*Document passage*.
Sue Townsend in 1982, when her first Adrian Mole novel topped the bestseller charts. Picture: Rex

Sue Townsend in 1982, when her first Adrian Mole novel topped the bestseller charts. Picture: Rex

  • by STEPHEN MCGINTY
 

Sue Townsend – and her greatest comic creation – will be hugely missed, says Stephen McGinty

I have spent the morning laughing at the dead. I know, pretty shameful, my name will be engraved on a toasting fork in Hell. But in my defence, surely it is the sign of a remarkable life when news of one’s demise can, at first, lead to a feeling of poignant sadness which is then replaced by great gusty gales of laughter. I’m not talking about a smile, or a polite chuckle but the kind of laughter that ripples the belly and tingles under the ribs. Sue Townsend, whose death was announced yesterday morning, had that effect on me, and millions of others. Or, to be more precise, her comic creation did: Adrian Mole, aged 13¾.

During the 1980s, everyone read The Secret Diary of Adrian Mole, aged 13¾ and its sequel, The Growing Pains of Adrian Mole. Sue Townsend was the decade’s best-selling author in Britain. She was to the 1980s what JK Rowling was to the Noughties, and perhaps the difference between their two characters explains the dissatisfaction of today’s younger generation. We expected disappointment, raised alongside an acne-ridden teenager who was an aspiring, though awful poet, whose love for the treacle-haired Pandora was doomed from the start. The younger generation were accompanied on their journey into adulthood by a boy wizard, – granted, an orphan, but one who was soon saving the world. Harry cast powerful spells with his wand. Adrian measured his with a ruler.

When I read about Sue Townsend’s death, one of the first memories that came to mind was a family visit to friends of my mother who had children the same age as us and everyone sitting around in the living room shouting out the “best bits” from the books. This would have been 1985, when I was 13 and the books, first published three years earlier, had already saturated society. My elder sister Claire was talking about the scene when Adrian comes home to find his unemployed father watching a daytime children’s programme and pretending to be a tree. On paper, it doesn’t sound funny – though it could in fact be read quite tragically in a Yosser Hughes sort of way – but today even the thought can still make me laugh aloud.

*Problem*. In the tribute to Sue Townsend, how does the writer defend spending the morning laughing at the dead? Answer in one to three sentences. The records have nothing to do with the text.

*Material*.
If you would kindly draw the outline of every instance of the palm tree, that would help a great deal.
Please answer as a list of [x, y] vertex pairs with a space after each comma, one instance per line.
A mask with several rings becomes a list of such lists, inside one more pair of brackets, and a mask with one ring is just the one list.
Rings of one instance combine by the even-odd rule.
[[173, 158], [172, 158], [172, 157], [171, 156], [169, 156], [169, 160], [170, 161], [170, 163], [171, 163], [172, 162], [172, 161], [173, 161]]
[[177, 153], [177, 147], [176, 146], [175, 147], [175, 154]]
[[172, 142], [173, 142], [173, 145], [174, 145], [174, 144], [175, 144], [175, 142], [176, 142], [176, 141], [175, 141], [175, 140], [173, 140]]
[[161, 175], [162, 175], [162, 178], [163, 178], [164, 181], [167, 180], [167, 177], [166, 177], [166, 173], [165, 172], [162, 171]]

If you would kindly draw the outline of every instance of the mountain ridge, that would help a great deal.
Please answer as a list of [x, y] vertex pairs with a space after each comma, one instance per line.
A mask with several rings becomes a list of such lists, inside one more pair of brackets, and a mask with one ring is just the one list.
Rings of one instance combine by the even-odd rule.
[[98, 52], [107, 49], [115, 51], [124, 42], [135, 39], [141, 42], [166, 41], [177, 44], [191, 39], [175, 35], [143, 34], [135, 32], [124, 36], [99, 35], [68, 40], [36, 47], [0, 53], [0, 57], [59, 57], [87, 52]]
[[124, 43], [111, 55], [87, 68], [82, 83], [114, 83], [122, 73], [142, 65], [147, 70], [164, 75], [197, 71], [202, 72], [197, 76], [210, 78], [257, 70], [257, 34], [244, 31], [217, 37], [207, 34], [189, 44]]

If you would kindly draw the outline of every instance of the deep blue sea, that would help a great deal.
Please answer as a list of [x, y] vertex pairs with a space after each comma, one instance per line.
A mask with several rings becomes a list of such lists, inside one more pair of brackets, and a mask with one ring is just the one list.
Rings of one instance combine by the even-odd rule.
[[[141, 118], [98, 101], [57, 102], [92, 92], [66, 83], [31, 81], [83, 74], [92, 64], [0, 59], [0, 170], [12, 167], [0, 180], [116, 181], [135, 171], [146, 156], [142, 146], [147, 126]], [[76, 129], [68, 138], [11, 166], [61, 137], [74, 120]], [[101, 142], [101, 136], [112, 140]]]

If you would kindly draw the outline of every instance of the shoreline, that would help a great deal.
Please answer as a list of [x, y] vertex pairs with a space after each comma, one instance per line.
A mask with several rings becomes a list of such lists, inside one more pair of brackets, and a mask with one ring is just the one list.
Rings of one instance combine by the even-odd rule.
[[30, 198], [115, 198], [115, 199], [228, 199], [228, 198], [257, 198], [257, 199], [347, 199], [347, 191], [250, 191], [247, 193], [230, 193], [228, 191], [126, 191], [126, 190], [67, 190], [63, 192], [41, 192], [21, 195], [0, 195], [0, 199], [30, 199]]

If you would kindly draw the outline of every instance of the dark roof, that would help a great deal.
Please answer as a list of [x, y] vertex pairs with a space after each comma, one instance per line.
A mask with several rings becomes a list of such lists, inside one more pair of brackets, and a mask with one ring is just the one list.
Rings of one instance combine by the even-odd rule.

*Answer to this exercise*. He argues that it is surely the sign of a remarkable life when news of someone's death first brings poignant sadness and then great gusty gales of laughter. Townsend had that effect on him and on millions of others through her comic creation, Adrian Mole.